#### WORK TO DO:
In the records, rewrite the part that starts with the line containing "Question: Can you locate the corrugated" and ends with the line containing "0,1,1024,455", changing "overcast" to "cloudy" and keeping everything else the same.

(Data records)
────────────────────

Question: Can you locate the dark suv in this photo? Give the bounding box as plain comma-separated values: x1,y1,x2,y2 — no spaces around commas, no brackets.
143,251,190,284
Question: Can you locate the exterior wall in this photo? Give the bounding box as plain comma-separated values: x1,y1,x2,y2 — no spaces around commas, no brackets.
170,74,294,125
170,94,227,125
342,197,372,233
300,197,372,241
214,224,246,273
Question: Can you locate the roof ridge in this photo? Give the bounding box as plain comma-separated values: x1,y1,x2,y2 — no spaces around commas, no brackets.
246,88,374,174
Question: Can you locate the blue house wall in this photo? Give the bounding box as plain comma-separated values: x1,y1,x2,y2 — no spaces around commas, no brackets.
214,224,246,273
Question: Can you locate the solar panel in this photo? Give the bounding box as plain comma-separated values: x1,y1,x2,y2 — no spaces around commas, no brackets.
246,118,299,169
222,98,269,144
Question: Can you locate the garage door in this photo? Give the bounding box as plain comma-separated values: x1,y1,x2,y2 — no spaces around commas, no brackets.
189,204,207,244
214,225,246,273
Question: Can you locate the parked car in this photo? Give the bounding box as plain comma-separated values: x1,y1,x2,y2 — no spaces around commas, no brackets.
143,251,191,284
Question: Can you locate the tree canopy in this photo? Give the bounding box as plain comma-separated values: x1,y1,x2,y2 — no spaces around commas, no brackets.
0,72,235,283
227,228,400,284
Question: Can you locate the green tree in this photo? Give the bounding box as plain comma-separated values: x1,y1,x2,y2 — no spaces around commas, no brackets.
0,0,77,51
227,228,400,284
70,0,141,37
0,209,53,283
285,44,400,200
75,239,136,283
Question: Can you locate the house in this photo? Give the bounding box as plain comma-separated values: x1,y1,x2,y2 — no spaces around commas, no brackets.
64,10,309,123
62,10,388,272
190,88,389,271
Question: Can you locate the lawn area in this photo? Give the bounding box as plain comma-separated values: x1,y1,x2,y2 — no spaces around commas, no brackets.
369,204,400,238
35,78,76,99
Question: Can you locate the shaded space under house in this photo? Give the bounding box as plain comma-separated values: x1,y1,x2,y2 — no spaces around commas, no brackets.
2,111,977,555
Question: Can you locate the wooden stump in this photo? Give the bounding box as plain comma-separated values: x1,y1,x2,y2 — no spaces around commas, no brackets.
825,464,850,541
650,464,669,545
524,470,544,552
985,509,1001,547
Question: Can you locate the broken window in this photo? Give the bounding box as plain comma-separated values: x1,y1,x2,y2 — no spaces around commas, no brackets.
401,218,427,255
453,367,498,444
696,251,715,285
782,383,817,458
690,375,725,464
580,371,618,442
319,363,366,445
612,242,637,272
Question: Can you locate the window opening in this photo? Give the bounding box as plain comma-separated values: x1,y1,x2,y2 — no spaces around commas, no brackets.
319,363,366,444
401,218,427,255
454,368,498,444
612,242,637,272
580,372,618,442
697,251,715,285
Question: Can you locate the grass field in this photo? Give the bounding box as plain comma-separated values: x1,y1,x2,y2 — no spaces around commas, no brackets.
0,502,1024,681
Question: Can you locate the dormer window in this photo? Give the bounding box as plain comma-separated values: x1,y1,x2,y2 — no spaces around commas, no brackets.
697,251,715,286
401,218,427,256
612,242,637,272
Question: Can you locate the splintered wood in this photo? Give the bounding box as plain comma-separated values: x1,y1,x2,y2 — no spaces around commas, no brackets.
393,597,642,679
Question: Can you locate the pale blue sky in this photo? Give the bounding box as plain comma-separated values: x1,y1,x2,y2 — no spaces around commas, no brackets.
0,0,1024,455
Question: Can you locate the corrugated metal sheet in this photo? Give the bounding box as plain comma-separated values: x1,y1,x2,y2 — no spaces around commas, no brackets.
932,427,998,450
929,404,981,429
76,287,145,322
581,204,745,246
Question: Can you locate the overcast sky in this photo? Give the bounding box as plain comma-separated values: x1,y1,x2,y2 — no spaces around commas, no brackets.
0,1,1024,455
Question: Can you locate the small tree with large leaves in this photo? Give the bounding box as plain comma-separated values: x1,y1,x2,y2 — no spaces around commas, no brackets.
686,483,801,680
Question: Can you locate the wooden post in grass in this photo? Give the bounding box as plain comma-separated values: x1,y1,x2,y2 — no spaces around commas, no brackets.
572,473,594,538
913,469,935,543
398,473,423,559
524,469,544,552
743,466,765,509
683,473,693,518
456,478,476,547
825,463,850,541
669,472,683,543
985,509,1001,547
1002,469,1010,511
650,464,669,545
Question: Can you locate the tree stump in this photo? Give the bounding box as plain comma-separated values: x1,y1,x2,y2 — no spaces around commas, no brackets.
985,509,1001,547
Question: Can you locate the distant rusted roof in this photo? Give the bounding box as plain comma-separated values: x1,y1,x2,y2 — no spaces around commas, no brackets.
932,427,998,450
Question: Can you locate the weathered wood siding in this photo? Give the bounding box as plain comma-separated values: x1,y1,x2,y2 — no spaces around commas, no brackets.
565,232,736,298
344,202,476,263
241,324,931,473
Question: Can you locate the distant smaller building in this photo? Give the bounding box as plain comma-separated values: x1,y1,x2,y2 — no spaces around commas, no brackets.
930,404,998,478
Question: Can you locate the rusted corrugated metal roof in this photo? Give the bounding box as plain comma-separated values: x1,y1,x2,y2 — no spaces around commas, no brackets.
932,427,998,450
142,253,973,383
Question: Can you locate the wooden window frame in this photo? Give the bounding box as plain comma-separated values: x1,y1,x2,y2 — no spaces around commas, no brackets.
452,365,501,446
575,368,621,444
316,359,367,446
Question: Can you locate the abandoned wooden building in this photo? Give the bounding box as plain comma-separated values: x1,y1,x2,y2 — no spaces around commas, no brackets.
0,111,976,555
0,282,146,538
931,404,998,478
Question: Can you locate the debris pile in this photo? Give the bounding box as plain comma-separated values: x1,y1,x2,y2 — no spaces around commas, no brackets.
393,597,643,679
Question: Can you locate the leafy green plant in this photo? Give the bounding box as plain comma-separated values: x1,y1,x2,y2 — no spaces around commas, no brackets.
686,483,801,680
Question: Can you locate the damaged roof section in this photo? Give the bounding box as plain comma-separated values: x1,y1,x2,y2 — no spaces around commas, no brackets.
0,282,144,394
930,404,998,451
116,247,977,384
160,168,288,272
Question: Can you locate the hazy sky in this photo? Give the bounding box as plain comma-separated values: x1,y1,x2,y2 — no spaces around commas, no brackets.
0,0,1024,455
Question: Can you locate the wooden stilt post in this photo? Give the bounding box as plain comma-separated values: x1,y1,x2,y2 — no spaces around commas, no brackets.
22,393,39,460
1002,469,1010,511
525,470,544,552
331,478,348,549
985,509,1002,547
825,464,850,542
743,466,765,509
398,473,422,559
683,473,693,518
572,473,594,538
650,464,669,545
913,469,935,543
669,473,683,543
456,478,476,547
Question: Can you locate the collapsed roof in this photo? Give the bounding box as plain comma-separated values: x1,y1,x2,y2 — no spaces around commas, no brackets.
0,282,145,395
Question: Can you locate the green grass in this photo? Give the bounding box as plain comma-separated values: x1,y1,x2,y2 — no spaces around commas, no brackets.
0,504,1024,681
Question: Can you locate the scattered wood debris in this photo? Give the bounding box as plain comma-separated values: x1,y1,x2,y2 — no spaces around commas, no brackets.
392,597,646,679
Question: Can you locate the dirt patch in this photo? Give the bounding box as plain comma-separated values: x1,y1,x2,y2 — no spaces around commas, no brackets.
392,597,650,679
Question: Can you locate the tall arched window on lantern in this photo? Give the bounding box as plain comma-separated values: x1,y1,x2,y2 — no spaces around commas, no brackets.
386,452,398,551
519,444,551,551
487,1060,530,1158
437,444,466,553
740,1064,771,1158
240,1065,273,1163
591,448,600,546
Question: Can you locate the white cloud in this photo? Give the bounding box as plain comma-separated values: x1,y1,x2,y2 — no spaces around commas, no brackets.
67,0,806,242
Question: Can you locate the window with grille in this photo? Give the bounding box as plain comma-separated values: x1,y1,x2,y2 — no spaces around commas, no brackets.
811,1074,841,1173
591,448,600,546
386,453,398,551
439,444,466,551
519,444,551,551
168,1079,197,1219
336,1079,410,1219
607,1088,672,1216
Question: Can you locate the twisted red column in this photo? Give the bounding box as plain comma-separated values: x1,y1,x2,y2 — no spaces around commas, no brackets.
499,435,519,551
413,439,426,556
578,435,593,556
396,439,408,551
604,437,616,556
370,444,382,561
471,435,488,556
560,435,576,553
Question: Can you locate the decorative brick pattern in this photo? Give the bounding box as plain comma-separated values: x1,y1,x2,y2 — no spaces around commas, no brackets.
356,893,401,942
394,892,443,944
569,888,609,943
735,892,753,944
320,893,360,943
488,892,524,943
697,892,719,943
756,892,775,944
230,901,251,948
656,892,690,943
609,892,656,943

────────────────────

#### TASK RESULT:
Question: Can you locate the corrugated metal sheet in this photo? Give the bounding box as plain comma-separated values: x1,y1,x2,y2 — no spaces around commas, no brackets.
932,427,998,450
929,404,981,429
76,287,145,322
581,204,745,246
Question: Can you locate the cloudy sky in this photo? Give the bounding box as plain comma-separated values: x1,y1,x2,y2 — no spaces around commas, no brackets.
0,1,1024,455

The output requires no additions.